Task material ->
* * *

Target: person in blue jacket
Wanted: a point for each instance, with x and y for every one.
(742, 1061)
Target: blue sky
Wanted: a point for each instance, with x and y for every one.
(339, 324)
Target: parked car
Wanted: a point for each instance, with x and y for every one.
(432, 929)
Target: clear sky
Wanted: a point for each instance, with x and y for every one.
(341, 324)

* * *

Do this -> Rewrite every line of the data above as a numbered list, leaving out any blank lines.

Result ->
1. Target: person in blue jacket
2. Wanted: a point for each instance, with x and y for every one.
3. (742, 1061)
4. Target: blue sky
5. Wanted: a point for each instance, with x and y for every one.
6. (339, 324)
7. Target: parked car
8. Wanted: a point for each instance, with x and y for every one.
9. (432, 929)
10. Target: clear sky
11. Wanted: a point for each instance, with x and y for every one.
12. (341, 324)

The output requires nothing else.